◆ Text provided ◆
┄┄┄┄┄┄┄┄┄┄┄┄┄┄┄┄┄┄┄┄

Her "exceptional talent for shaping the choral sound earned her the appointment in 2018 as the artistic director and the Choeur de Radio France in one of the biggest breakthroughs for Slovenian musicians abroad," runs the praise that Batič will hear at the award ceremony tonight.
Her repertoire includes choral and oratorial music of most styles and historic periods, spanning from the Renaissance to the latest trends, and comprising most demanding compositions.
The prize jurors will also credit her for making it possible that Slovenian compositions are featured in concerts by foreign ensembles, and that new music by Slovenian composers is commissioned from abroad. "Her affinity for domestic composers is worthy of attention and praise."
A highly emotional moment for her was her inaugural concert with the Radio France Choir in November 2018 when she picked a Slovenian folk song, Pa Se Sliš, for the encore. "The French radio choir sung the song by heart with the students of the Veno Pilon secondary School in Ajdovščina", her home town.
Before her Paris engagement, Batič, 40, served for almost a decade as the artistic director of the Slovenian Philharmonic choir. She told the STA in an interview that a conductor needs to possess comprehensive expertise in various fields, including history, psychology and didactics, to be able to get the composer's message through to the audience.

┄┄┄┄┄┄┄┄┄┄┄┄┄┄┄┄┄┄┄┄

◆ To do ◆
• a. Which fields does the article about Batič say a conductor needs comprehensive expertise in? List them all.
• b. Answer these questions from the article about Batič:
(i) In what year was Batič appointed artistic director of the Choeur de Radio France?
(ii) Which Slovenian folk song did she pick for the encore at her inaugural concert with the Radio France Choir?
(iii) For how long did she serve as artistic director of the Slovenian Philharmonic choir?
• c. Carry the article about Batič forward from its final sentence.

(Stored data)
┄┄┄┄┄┄┄┄┄┄┄┄┄┄┄┄┄┄┄┄

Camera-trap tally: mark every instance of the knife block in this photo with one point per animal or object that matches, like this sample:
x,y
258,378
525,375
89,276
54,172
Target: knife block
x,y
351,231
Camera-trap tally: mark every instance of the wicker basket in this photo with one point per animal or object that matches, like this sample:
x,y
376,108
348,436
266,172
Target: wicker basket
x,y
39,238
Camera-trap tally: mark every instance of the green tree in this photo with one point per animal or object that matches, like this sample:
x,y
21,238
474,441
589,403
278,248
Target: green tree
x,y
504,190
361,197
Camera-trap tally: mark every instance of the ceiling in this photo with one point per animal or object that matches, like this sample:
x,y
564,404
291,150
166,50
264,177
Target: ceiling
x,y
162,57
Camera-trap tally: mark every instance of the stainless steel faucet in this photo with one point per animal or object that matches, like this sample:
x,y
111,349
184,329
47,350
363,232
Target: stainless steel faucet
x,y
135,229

┄┄┄┄┄┄┄┄┄┄┄┄┄┄┄┄┄┄┄┄

◆ Results for each task ◆
• a. History, psychology, didactics

• b.
(i) 2018
(ii) Pa Se Sliš
(iii) Almost a decade

• c.
Tomaž Svete, a 63-year-old composer, the author of ten operas, who is often praised for his uncompromising creativity is being honoured for his Concerto for Two Violins and Strings and his operas Ada and Antigone.
In the Concerto Svete "demonstrates his mastery of counterpoint, in rendering neoclassicist and neobaroque associations into subtle personal, expressionist reflections".
The piece was commissioned by the Kyiv Camerata, as an initiative in response to developments in Ukraine. The tragedy of the developments in Ukraine has moved him, without him trying to take sides.
"I won't say I'm politically engaged, but because like every other artist I am deeply religious, generally and in the humanist sense, I'm never indifferent to contemporary developments," Svete has told the STA in an interview.
In the chamber opera Ada, Svete returns to his reflection on the economics of means of sound, while Antigone is a continuation of a series of reflexive opera creations based on antique motifs.
The idea of Ada is that art, when honest, is immortal. It was written for the play by Ivo Svetina which deals with the life of Ada Škerl (1924-2009), the unrecognised poet, a pioneer of Slovenian intimist lyric poetry.
Antigone, written for Dominik Smole's interpretation of Sophocles' play, explores the heroine's being torn between whether to obey social norms or higher moral principles, a rift that Svete says extends to the Slovenian nation, which has still not buried its dead.
Jure Jakob, a 42-year-old poet has won the prize for his fifth collection of poetry Lakota (Hunger). He takes his motifs mostly from nature and from rural or suburban life.
"The tone of his voice has the quality of simplicity, clarity, precision and reliability of expression," the Prešeren Fund jurors will say.
"More often than not, Jakob's subject is a 'cough', dry, persistent and exhausting, painfully disturbing the quiet of an evening, a cough that cannot stop, that makes the effort but fails to achieve anything. The solution Lakota offers is to sustain, endure ... 'both hell and the sky'."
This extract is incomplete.